Clause de non concurrence du salarié

Equipe VIVALDI
Equipe VIVALDI

  

Sources : Cass. soc., 20 nov. 2013, n° 12-20.074

 

La contestation de la validité de la clause de non concurrence est devenue l’un des « marronniers » des contentieux prudhommaux. Et à cet égard il faut admettre que l’enchainement insolent des « victoires » des salariés qui profitent d’une jurisprudence qui n’a fait que multiplier les conditions nécessaires à la validité de la clause ont généré une certaine forme d’indiscipline encouragée par un sentiment d’impunité.

 

L’arrêt qui vient d’être rendu par la chambre sociale avec les honneurs de la publication au bulletin est donc remarquable à double titre :

 

– Il marque enfin une rupture avec un enchainement de décisions qui ont toutes permis aux salariés de ne pas exécuter la clause de non concurrence pourtant contractuellement acceptée ;

 

– mais dans une situation où le droit civil ( duquel le droit social a de plus en plus tendance à prendre son autonomie) aurait ( peut être) permis au salarié de se dégager de ses obligations

 

Après un bref rappel de l’état du droit applicable à la clause de non concurrence (I) vivaldi-chronos examinera le caractère novateur de cette décision (II)

 

I – L’état de la jurisprudence

 

La Jurisprudence a apporté depuis plusieurs années de nombreuses précisions sur les conditions de validité et d’utilisation d’une telle clause, qui ne doit pas entraver la liberté de travailler du salarié.

 

Ainsi, peu importe l’existence ou non d’une convention collective, une clause de non-concurrence n’est licite que si, cumulativement :

 

1/  

elle est inscrite dans le contrat de travail ou fait l’objet d’un avenant approuvé le salarié ;

   

 

2/   elle est indispensable à la protection des intérêts légitimes de l’entreprise ;
     
3/   elle est limitée dans le temps et dans l’espace ;
     
4/   elle tient compte des spécificités de l’emploi du salarié ;
     
5/   elle comporte l’obligation pour l’employeur de verser au salarié une contrepartie financière qui ne doit pas être dérisoire.qui ne peut être versée qu’après la rupture du contrat ;
     
6/   elle fixe le délai raisonnable imparti à l’employeur pour renoncer à l’application de la clause. A défaut d’une telle mention, l’employeur doit prendre position au jour de la notification du licenciement.

◆ ◆ ◆ ◆ ◆ ◆ ◆

EXERCICE A
Répondez aux questions suivantes à partir du bloc de texte ci-dessus :
(i) Quelle formation a rendu l'arrêt cité en source, et à quelle date ?
(ii) Selon la condition 3/, dans quelles limites la clause doit-elle être restreinte ?
(iii) Si le délai de renonciation n'est pas fixé, à quel moment l'employeur doit-il prendre position ?
EXERCICE B
Condensez en deux phrases le paragraphe du bloc de texte qui commence par « La contestation de la validité », sans perdre ses faits essentiels.

◆ ◆ ◆ ◆ ◆ ◆ ◆

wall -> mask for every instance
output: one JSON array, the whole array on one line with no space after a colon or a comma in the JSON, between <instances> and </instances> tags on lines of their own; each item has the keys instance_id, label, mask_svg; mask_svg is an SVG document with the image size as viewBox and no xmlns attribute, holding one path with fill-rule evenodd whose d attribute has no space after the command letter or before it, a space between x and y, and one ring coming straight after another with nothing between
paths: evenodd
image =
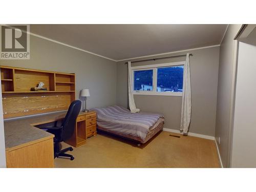
<instances>
[{"instance_id":1,"label":"wall","mask_svg":"<svg viewBox=\"0 0 256 192\"><path fill-rule=\"evenodd\" d=\"M236 77L237 42L241 25L229 25L221 45L215 137L224 167L229 166L232 116Z\"/></svg>"},{"instance_id":2,"label":"wall","mask_svg":"<svg viewBox=\"0 0 256 192\"><path fill-rule=\"evenodd\" d=\"M213 136L215 133L219 47L194 50L189 52L194 54L193 56L190 57L192 115L189 132ZM161 56L184 54L186 53L181 52ZM153 57L139 59L150 58ZM132 66L184 60L185 58L173 58L136 63ZM127 107L127 65L124 65L125 62L126 61L117 63L117 103ZM182 97L135 95L134 97L136 106L141 111L163 114L165 118L164 127L179 130Z\"/></svg>"},{"instance_id":3,"label":"wall","mask_svg":"<svg viewBox=\"0 0 256 192\"><path fill-rule=\"evenodd\" d=\"M76 98L90 89L88 108L116 103L116 62L30 36L30 59L0 60L0 65L75 73Z\"/></svg>"},{"instance_id":4,"label":"wall","mask_svg":"<svg viewBox=\"0 0 256 192\"><path fill-rule=\"evenodd\" d=\"M256 46L239 50L230 167L256 167Z\"/></svg>"}]
</instances>

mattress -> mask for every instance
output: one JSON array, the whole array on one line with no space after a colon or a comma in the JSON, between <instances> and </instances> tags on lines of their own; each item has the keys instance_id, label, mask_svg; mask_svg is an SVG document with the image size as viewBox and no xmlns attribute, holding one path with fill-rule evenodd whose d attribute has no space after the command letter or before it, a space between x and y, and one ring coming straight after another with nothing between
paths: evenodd
<instances>
[{"instance_id":1,"label":"mattress","mask_svg":"<svg viewBox=\"0 0 256 192\"><path fill-rule=\"evenodd\" d=\"M144 140L147 133L164 121L163 115L139 112L131 113L120 106L94 108L97 113L97 124L105 131L129 138Z\"/></svg>"}]
</instances>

◆ ◆ ◆ ◆ ◆ ◆ ◆

RÉSULTAT A
(i) La chambre sociale de la Cour de cassation, le 20 novembre 2013 (n° 12-20.074).
(ii) Dans le temps et dans l'espace.
(iii) Au jour de la notification du licenciement.

RÉSULTAT B
La contestation de la validité de la clause de non-concurrence est devenue l'un des « marronniers » du contentieux prud'homal. Portée par une jurisprudence qui n'a cessé de multiplier les conditions de validité, la série de « victoires » des salariés a engendré une forme d'indiscipline, encouragée par un sentiment d'impunité.